> **Exercise goal**: Rewrite the data lines from the one holding "Indicate the clear" through the one holding "341), (706, 250)]", inclusive, with "wooden table" changed to "oak table" and everything else kept the same. Return only those lines, and leave out the pictures.

> **Extracted information**:

________________________

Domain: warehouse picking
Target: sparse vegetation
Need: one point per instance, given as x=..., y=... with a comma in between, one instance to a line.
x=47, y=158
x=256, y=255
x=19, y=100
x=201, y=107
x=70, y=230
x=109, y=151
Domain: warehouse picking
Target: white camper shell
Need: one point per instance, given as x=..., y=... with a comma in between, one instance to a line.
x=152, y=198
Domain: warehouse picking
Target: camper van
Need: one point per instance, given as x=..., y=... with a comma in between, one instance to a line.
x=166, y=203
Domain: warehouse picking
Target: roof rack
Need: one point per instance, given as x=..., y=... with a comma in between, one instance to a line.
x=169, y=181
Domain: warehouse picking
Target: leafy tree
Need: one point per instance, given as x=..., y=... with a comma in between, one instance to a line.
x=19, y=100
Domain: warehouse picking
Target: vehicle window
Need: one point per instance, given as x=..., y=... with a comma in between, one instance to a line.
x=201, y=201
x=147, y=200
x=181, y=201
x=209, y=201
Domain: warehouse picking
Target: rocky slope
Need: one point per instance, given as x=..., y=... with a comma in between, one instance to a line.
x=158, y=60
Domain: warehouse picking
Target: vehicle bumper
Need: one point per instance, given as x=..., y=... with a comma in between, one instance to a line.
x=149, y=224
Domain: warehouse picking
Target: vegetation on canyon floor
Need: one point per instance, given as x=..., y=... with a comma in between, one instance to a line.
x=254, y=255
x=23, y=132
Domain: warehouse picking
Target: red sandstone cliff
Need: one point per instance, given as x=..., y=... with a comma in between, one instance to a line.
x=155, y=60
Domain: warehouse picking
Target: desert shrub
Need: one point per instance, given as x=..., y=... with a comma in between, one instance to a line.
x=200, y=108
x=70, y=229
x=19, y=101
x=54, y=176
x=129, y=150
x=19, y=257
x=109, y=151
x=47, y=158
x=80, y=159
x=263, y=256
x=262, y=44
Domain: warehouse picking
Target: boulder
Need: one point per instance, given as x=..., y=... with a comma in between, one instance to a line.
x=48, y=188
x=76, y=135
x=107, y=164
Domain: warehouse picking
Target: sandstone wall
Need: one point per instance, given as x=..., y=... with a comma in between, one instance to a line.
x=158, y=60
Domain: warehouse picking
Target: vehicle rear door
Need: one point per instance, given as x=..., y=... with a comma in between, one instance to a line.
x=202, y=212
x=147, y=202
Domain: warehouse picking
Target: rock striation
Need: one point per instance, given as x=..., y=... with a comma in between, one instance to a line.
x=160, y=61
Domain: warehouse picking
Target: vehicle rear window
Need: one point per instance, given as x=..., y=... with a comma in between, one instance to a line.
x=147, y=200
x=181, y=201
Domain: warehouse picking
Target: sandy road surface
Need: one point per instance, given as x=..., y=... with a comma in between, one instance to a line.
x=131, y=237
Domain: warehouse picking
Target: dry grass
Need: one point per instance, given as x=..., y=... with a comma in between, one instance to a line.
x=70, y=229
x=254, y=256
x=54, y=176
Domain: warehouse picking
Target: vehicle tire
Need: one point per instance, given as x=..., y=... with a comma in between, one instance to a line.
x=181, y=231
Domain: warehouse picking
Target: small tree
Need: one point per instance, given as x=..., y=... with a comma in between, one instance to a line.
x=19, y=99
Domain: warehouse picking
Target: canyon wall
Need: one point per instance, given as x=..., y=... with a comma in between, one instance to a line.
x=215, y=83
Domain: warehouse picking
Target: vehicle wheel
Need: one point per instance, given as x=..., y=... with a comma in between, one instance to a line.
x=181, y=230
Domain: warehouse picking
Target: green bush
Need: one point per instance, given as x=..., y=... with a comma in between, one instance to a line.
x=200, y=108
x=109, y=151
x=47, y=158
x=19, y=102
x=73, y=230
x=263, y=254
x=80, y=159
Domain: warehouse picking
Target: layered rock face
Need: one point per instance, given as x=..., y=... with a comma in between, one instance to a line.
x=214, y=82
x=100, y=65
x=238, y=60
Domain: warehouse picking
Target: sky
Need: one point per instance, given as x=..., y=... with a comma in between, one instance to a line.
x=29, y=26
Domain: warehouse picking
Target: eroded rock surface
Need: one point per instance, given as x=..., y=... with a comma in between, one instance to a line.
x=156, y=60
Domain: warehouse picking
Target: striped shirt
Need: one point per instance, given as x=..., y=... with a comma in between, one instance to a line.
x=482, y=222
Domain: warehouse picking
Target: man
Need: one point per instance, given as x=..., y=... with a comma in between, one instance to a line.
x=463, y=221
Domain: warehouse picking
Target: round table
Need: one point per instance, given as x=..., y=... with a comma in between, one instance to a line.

________________________

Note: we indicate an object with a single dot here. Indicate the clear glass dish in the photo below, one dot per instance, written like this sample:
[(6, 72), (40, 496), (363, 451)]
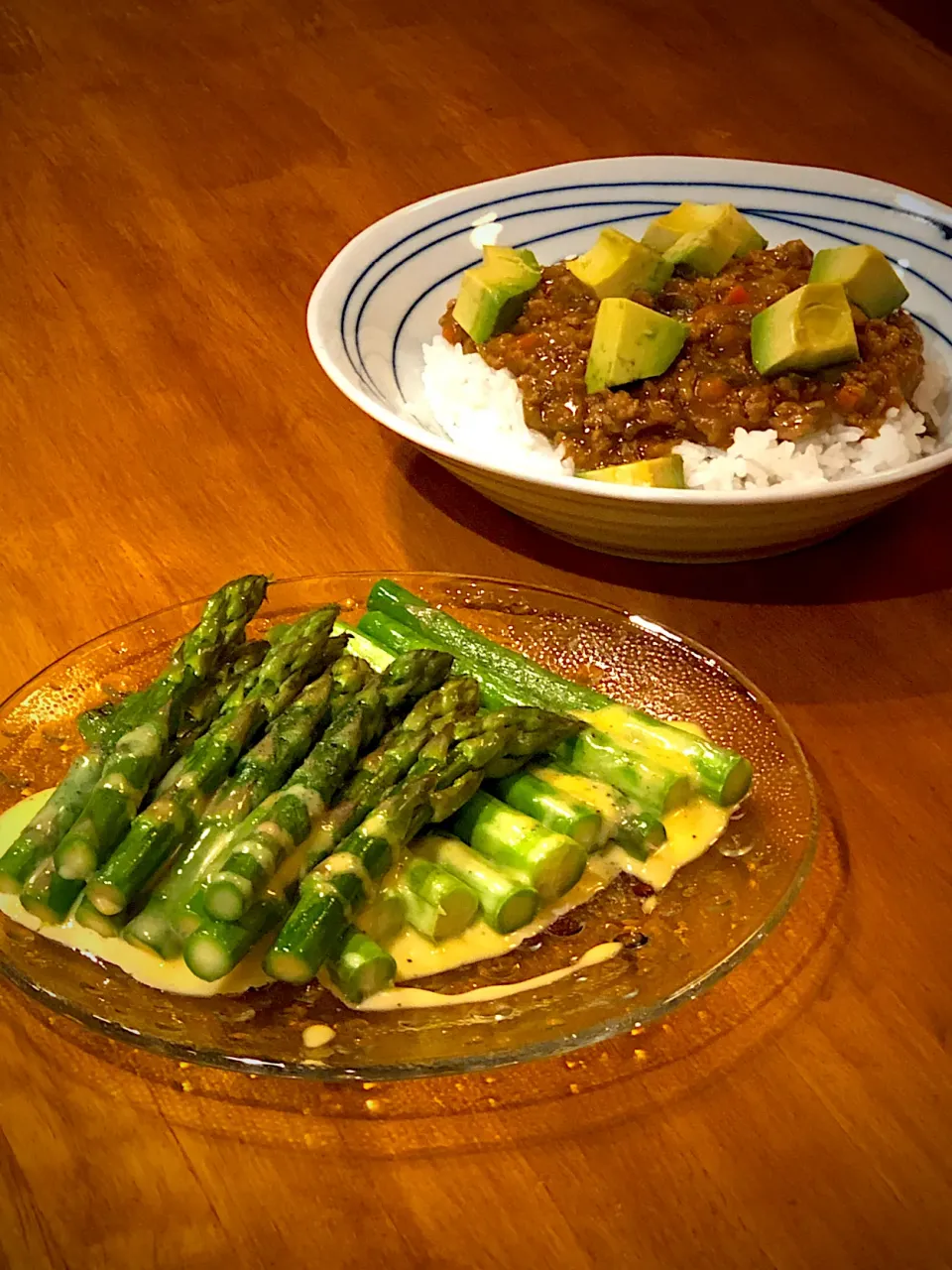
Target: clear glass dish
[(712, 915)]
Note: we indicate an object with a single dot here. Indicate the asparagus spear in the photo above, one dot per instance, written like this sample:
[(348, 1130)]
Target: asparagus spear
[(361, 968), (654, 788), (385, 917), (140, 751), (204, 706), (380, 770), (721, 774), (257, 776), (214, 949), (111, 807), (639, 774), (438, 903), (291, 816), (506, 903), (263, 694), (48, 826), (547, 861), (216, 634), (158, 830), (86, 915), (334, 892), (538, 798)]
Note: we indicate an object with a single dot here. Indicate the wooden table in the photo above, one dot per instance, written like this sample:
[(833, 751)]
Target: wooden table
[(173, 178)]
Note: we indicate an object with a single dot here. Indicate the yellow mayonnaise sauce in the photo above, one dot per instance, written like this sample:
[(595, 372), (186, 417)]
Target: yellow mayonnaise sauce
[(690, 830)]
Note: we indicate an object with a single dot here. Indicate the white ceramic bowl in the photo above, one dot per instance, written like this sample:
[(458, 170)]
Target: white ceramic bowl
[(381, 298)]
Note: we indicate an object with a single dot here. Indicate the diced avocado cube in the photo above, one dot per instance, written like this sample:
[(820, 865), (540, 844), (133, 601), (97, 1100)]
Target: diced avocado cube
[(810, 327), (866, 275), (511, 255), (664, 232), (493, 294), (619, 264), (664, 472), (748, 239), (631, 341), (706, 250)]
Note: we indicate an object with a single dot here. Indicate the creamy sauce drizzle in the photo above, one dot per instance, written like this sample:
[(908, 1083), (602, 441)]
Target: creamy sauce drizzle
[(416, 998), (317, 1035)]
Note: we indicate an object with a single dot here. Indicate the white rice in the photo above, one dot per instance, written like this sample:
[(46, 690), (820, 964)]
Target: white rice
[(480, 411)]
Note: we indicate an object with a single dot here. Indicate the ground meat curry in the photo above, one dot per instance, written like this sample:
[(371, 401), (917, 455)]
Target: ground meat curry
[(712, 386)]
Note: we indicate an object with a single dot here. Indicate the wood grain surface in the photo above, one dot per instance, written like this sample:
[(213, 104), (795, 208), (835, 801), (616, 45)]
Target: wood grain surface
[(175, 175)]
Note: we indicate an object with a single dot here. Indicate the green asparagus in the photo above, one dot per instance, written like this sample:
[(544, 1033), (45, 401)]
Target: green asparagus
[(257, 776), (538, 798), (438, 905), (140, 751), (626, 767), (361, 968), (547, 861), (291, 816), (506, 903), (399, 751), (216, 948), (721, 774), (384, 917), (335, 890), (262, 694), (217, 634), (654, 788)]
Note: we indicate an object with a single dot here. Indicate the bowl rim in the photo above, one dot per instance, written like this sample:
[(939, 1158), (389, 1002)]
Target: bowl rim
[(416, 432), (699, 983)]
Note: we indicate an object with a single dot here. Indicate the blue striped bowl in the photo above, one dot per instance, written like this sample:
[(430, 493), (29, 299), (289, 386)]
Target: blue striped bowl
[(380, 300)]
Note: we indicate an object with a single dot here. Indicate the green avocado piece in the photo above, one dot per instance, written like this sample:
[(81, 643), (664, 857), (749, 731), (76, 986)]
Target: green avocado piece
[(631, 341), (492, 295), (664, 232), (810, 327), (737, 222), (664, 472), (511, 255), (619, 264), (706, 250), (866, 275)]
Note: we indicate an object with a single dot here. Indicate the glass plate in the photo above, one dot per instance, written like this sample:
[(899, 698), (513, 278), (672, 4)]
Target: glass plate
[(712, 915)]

________________________

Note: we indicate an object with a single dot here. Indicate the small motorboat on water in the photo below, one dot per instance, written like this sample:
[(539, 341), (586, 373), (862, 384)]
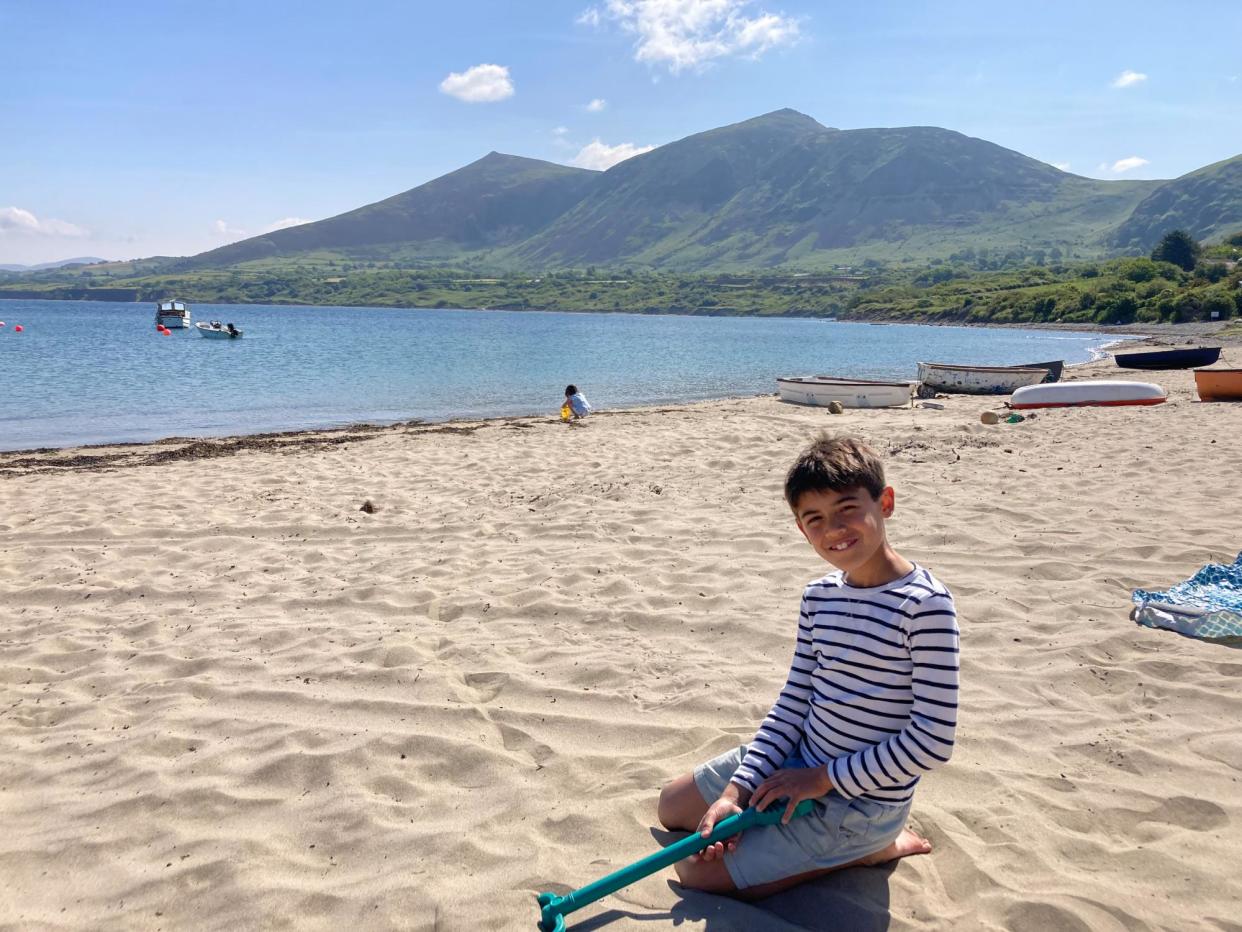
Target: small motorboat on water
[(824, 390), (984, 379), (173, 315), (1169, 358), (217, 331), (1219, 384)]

________________________

> **Solution to the problem**:
Note: we indicate an object with a single dot here. Indicate the clear glass dish in the photo below, one dot per instance, written like this sample:
[(6, 72), (40, 496), (363, 451)]
Target: clear glass dish
[(712, 915)]
Note: we indicate an object with a single dot here. Indicate the asparagus spear in the photo above, one dot per instance, written like this sample:
[(348, 1130)]
Target: asparagus spear
[(361, 968), (654, 788), (385, 917), (140, 751), (204, 706), (380, 770), (721, 774), (257, 776), (214, 949), (111, 807), (639, 774), (438, 903), (291, 816), (506, 903), (263, 694), (48, 826), (547, 861), (216, 634), (158, 830), (86, 915), (334, 892), (538, 798)]
Note: we indicate an object with a single dot here. Indicate the oak table in the photo above, one dot per instance, written like this sample:
[(833, 751)]
Target: oak table
[(173, 178)]
Note: we indicate an object with a single dot here. Indicate the yellow mayonnaise sauce in the photo above, one dot per instance, written like this sample:
[(595, 372), (186, 417)]
Target: yellow mayonnaise sauce
[(690, 830)]
Note: we indicate an object with a single dot here. Indicate the white ceramic bowl in the photo above, one dot per instance, written like this sample:
[(458, 170)]
Target: white ceramic bowl
[(381, 298)]
Note: we indicate an object with a single dot here. Indicate the diced avocado cube in the photo above, one dot per instance, written like this sample:
[(820, 865), (540, 844), (133, 601), (97, 1100)]
Target: diced avocado cube
[(810, 327), (866, 275), (511, 255), (664, 232), (493, 294), (619, 264), (664, 472), (748, 239), (631, 341), (706, 250)]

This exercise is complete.